* [The exercise] Rewrite these records with "bird's tail" substituted for every "bird's wing" and everything else unchanged. Leave the pictures out of your answer.

* [Records shown]
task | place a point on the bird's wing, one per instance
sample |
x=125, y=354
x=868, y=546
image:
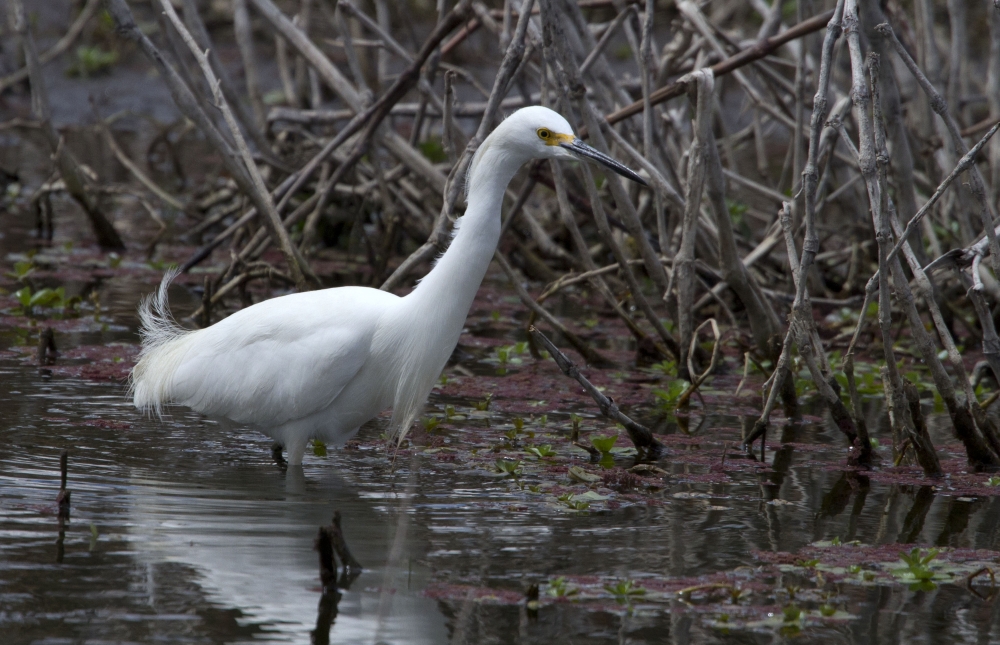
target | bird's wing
x=281, y=359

* [Final result]
task | place a point on the bird's tail, one per instance
sample |
x=125, y=354
x=868, y=546
image:
target | bird's tail
x=281, y=359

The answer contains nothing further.